§ Data extract
┌────────

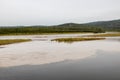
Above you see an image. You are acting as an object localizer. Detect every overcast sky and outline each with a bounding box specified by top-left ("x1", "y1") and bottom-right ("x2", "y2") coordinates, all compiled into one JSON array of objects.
[{"x1": 0, "y1": 0, "x2": 120, "y2": 26}]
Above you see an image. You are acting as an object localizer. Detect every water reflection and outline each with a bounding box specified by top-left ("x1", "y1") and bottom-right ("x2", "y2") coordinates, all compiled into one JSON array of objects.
[{"x1": 0, "y1": 50, "x2": 120, "y2": 80}]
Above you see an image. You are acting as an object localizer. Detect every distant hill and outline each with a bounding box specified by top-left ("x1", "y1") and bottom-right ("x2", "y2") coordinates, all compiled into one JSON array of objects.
[{"x1": 86, "y1": 19, "x2": 120, "y2": 31}]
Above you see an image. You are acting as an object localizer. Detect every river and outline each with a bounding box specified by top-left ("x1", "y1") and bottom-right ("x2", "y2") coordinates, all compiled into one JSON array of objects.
[{"x1": 0, "y1": 34, "x2": 120, "y2": 80}]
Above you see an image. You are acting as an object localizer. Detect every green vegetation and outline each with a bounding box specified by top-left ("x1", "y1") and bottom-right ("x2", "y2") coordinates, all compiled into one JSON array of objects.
[
  {"x1": 0, "y1": 39, "x2": 31, "y2": 45},
  {"x1": 51, "y1": 37, "x2": 105, "y2": 42},
  {"x1": 88, "y1": 33, "x2": 120, "y2": 37},
  {"x1": 86, "y1": 19, "x2": 120, "y2": 32},
  {"x1": 0, "y1": 23, "x2": 105, "y2": 35}
]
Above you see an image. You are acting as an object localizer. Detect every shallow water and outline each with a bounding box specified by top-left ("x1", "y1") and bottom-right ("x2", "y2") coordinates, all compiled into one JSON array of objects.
[{"x1": 0, "y1": 35, "x2": 120, "y2": 80}]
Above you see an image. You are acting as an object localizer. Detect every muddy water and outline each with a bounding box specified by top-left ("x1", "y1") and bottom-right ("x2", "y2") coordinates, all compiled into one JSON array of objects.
[{"x1": 0, "y1": 35, "x2": 120, "y2": 80}]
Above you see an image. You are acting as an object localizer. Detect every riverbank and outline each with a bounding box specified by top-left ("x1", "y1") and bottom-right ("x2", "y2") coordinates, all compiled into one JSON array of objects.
[
  {"x1": 0, "y1": 39, "x2": 31, "y2": 45},
  {"x1": 51, "y1": 37, "x2": 105, "y2": 42}
]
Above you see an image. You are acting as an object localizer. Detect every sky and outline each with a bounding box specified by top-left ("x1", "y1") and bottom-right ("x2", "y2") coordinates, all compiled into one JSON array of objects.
[{"x1": 0, "y1": 0, "x2": 120, "y2": 26}]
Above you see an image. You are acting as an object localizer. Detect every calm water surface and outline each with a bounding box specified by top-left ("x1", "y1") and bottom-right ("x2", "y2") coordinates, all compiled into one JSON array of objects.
[{"x1": 0, "y1": 35, "x2": 120, "y2": 80}]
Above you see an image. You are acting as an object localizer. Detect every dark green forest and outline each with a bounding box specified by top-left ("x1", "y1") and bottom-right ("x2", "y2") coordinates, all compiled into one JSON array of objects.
[{"x1": 0, "y1": 20, "x2": 120, "y2": 35}]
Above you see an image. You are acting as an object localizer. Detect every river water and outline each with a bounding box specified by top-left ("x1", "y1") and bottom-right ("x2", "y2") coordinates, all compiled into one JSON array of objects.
[{"x1": 0, "y1": 34, "x2": 120, "y2": 80}]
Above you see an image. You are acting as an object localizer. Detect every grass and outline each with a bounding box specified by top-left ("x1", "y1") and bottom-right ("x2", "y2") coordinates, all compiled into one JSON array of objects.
[
  {"x1": 89, "y1": 33, "x2": 120, "y2": 37},
  {"x1": 51, "y1": 37, "x2": 105, "y2": 42},
  {"x1": 0, "y1": 39, "x2": 31, "y2": 45}
]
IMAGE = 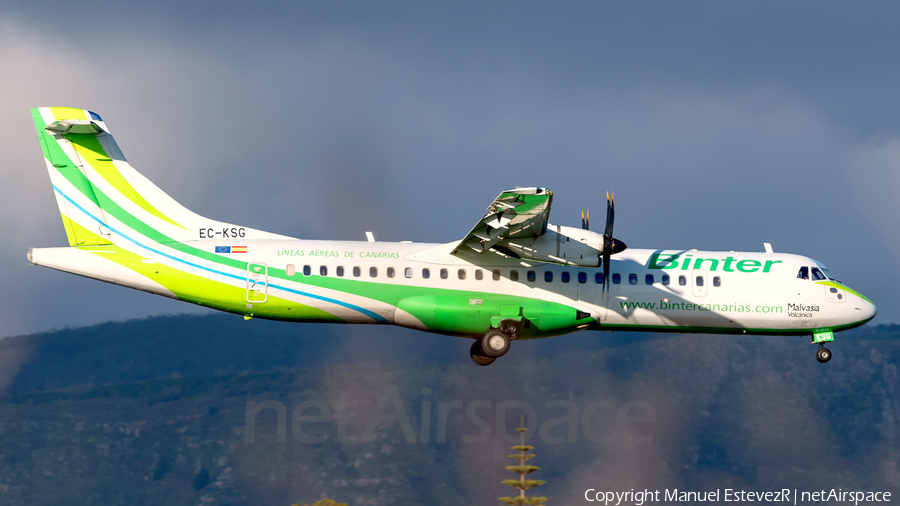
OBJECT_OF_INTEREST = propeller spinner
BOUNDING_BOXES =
[601,192,628,293]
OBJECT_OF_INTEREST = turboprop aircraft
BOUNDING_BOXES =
[28,107,876,365]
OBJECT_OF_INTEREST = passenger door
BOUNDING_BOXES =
[247,263,269,304]
[691,269,709,297]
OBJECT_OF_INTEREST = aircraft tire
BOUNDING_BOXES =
[480,329,509,358]
[469,339,497,366]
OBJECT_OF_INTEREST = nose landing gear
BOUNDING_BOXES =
[812,330,834,364]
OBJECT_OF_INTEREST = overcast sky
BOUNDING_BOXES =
[0,1,900,336]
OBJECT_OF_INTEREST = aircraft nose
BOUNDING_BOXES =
[857,297,878,322]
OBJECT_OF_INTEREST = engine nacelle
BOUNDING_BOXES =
[506,225,603,267]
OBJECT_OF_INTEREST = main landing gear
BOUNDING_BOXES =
[816,343,831,364]
[469,323,516,365]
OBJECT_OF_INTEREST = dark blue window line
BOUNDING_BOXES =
[53,185,387,323]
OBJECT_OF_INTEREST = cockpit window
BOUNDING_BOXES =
[813,267,828,281]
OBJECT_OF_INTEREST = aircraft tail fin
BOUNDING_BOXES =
[31,107,280,246]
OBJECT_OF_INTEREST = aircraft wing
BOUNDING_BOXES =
[452,188,553,256]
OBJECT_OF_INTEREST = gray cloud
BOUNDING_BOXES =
[0,2,900,335]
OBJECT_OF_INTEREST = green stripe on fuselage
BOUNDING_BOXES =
[78,246,343,323]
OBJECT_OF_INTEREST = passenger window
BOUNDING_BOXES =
[813,267,828,281]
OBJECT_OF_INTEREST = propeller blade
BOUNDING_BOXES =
[601,192,616,294]
[603,192,616,240]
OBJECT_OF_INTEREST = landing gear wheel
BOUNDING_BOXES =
[481,329,509,358]
[469,340,497,365]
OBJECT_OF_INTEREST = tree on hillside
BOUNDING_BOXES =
[291,497,347,506]
[498,416,547,506]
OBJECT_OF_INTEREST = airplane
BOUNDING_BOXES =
[27,107,876,366]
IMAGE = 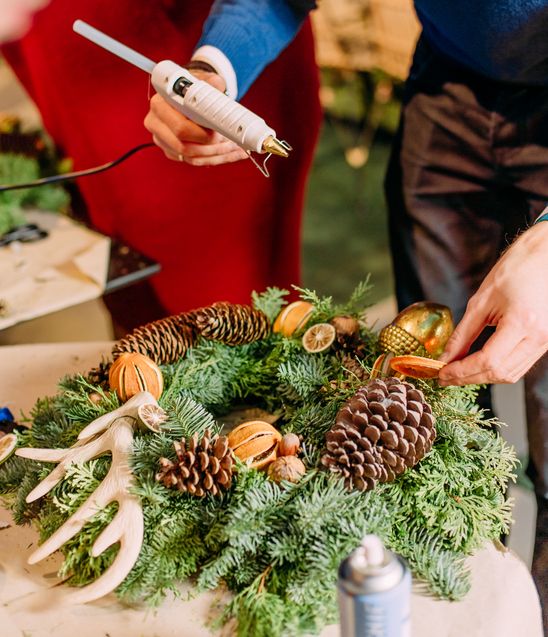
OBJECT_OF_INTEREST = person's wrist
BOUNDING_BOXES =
[185,60,218,75]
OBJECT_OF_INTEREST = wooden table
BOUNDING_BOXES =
[0,343,542,637]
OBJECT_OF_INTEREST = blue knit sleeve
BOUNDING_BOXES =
[197,0,315,98]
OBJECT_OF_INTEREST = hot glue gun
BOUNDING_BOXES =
[73,20,291,177]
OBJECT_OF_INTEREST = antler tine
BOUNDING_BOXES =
[69,496,144,604]
[13,392,158,603]
[21,437,115,503]
[28,417,138,564]
[78,391,156,440]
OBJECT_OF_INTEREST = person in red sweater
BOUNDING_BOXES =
[3,0,321,329]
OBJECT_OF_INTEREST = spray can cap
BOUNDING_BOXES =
[339,535,403,593]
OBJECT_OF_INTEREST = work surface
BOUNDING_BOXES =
[0,343,542,637]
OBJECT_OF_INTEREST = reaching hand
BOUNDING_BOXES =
[439,222,548,385]
[144,70,247,166]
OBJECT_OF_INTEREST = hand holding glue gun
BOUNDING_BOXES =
[73,20,291,176]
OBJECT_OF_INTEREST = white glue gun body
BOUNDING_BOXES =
[152,60,289,157]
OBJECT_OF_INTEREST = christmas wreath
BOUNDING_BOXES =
[0,284,516,637]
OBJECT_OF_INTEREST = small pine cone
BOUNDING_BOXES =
[321,378,436,491]
[86,358,112,390]
[112,312,196,365]
[194,302,270,345]
[156,430,234,497]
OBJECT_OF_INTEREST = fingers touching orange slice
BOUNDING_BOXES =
[390,356,447,378]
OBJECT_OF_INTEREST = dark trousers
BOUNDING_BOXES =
[385,37,548,620]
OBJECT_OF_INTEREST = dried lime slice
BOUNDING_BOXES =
[0,434,17,464]
[137,403,167,433]
[302,323,337,354]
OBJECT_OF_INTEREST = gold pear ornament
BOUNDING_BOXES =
[379,301,454,358]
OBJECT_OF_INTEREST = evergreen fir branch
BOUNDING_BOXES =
[278,354,330,400]
[293,285,337,323]
[162,394,218,439]
[335,275,373,316]
[251,288,289,323]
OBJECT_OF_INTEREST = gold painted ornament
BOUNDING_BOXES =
[267,456,306,484]
[228,420,282,469]
[108,352,164,402]
[379,301,454,358]
[272,301,314,337]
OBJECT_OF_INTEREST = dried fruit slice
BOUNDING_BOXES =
[272,301,314,337]
[137,403,167,433]
[303,323,337,354]
[390,356,447,378]
[0,434,17,464]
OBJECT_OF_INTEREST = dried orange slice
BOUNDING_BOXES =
[272,301,314,337]
[0,434,17,464]
[390,356,447,378]
[302,323,337,354]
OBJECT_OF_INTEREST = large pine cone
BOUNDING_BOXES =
[194,302,270,345]
[112,312,196,365]
[321,378,436,491]
[156,430,234,497]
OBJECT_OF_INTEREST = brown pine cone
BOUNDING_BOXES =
[156,430,234,497]
[194,302,270,345]
[112,312,196,365]
[321,378,436,491]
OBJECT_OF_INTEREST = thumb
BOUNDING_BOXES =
[440,297,487,363]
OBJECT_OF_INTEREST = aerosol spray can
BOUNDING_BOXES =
[337,535,411,637]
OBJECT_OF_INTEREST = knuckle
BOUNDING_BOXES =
[143,111,154,133]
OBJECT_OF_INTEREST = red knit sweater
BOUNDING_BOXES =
[4,0,320,312]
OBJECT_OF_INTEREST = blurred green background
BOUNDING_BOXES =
[303,70,400,302]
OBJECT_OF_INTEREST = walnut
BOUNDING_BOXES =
[268,456,306,484]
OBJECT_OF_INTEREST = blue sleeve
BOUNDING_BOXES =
[196,0,316,98]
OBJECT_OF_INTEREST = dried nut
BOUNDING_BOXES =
[278,433,301,456]
[302,323,336,354]
[228,420,282,469]
[88,391,103,405]
[108,352,164,402]
[330,316,360,339]
[137,403,167,433]
[268,456,306,484]
[272,301,314,337]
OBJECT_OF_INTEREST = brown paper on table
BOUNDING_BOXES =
[0,343,542,637]
[0,211,110,330]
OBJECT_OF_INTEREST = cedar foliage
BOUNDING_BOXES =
[0,284,516,637]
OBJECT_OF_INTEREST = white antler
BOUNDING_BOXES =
[16,392,157,603]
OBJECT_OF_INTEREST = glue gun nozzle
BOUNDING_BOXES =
[263,136,291,157]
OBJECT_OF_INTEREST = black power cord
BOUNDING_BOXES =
[0,142,156,192]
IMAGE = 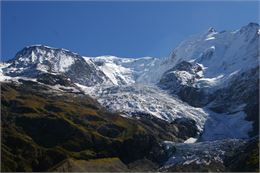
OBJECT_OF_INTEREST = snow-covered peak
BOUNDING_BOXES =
[168,23,259,78]
[208,27,216,33]
[11,45,81,73]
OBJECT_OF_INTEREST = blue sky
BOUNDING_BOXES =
[1,1,259,60]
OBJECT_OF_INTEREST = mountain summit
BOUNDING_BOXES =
[0,23,259,171]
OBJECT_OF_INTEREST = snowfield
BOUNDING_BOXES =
[0,23,259,143]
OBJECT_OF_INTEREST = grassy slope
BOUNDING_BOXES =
[1,82,183,171]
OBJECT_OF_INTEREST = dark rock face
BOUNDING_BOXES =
[225,136,259,172]
[3,46,109,86]
[1,80,187,171]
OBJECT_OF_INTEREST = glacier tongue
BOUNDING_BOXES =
[0,24,259,140]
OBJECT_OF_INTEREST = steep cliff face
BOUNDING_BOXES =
[0,23,259,171]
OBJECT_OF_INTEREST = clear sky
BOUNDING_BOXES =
[1,1,259,60]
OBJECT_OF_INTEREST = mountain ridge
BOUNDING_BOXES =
[0,23,259,171]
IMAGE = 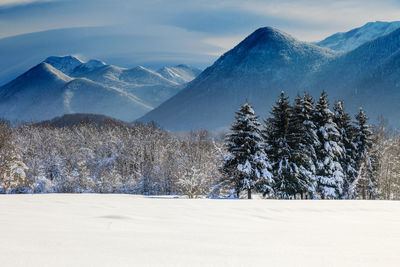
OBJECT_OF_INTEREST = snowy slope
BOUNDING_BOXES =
[316,21,400,51]
[0,63,152,121]
[61,79,152,121]
[157,65,201,84]
[44,56,83,75]
[141,27,336,130]
[0,56,200,121]
[140,25,400,130]
[0,63,72,120]
[0,194,400,267]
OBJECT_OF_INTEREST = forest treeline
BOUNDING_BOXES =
[0,93,400,199]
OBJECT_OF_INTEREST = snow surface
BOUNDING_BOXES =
[0,194,400,267]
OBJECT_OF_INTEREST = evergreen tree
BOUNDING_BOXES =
[314,91,344,198]
[333,101,358,198]
[355,108,378,199]
[263,92,304,198]
[222,102,272,199]
[288,94,319,197]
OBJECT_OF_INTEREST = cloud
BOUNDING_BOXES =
[0,0,51,8]
[0,0,400,81]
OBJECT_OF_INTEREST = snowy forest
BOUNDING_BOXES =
[0,92,400,199]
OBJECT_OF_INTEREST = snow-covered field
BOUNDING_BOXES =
[0,194,400,267]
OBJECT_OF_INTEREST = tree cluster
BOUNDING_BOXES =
[222,92,379,199]
[0,122,220,197]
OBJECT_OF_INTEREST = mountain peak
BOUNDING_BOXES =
[43,56,83,75]
[26,62,71,82]
[238,27,297,49]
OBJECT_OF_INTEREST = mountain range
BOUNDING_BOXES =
[0,21,400,130]
[0,56,201,121]
[140,22,400,130]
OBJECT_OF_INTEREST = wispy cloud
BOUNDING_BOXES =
[0,0,52,7]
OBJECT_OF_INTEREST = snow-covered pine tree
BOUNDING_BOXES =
[314,91,344,198]
[0,121,32,194]
[288,94,319,197]
[354,108,379,199]
[222,102,272,199]
[263,92,303,198]
[333,101,358,199]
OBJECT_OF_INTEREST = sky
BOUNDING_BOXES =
[0,0,400,80]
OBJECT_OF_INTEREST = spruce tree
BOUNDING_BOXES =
[355,108,378,199]
[288,94,319,197]
[314,91,344,198]
[333,101,358,198]
[222,102,272,199]
[263,92,302,198]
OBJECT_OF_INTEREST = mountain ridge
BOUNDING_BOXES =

└────────

§ What is needed
Copy the part of the entries above that opens with the line containing "Detect every calm" and closes with the line containing "[812,330,834,364]", both lines included, keeping every line unchanged. Leave the pictures out of your copy.

§ Task output
Above you see an image. You are acting as an object localizer. Detect every calm water surface and outline each with a bounding box specified by top-left ("x1", "y1") and bottom-right ("x2", "y2") coordinates, all compiled into one JSON array of objects.
[{"x1": 0, "y1": 35, "x2": 120, "y2": 80}]
Above you see an image. You are acting as an object localizer. Detect every dark green forest and outline each with a bounding box specified by top-left ("x1", "y1") and bottom-right ("x2", "y2") coordinates, all compiled into one JSON array of objects.
[{"x1": 0, "y1": 20, "x2": 120, "y2": 35}]
Above you see an image. You are acting as an object localizer. Detect every river water and outline each with a bounding box specified by top-left ("x1", "y1") and bottom-right ("x2", "y2") coordinates, all compiled into one JSON array of objects.
[{"x1": 0, "y1": 34, "x2": 120, "y2": 80}]
Above you see an image. You are acting as an object localizer. Detect every grass and outline each with a bounding box specified by top-left ("x1", "y1") and bottom-right ("x2", "y2") coordinates, all compiled into one JSON array of objects.
[
  {"x1": 89, "y1": 33, "x2": 120, "y2": 37},
  {"x1": 51, "y1": 37, "x2": 105, "y2": 42},
  {"x1": 0, "y1": 39, "x2": 31, "y2": 45}
]
IMAGE = 
OBJECT_OF_INTEREST = propeller spinner
BOUNDING_BOXES =
[601,192,628,293]
OBJECT_OF_INTEREST = turboprop aircraft
BOUNDING_BOXES =
[28,107,876,365]
OBJECT_OF_INTEREST = passenger door
BOUNDING_BOXES =
[247,263,269,304]
[691,269,709,297]
OBJECT_OF_INTEREST = aircraft tire
BOUNDING_BOXES =
[480,329,509,358]
[469,339,497,366]
OBJECT_OF_INTEREST = nose landing gear
BOUNDING_BOXES =
[812,330,834,364]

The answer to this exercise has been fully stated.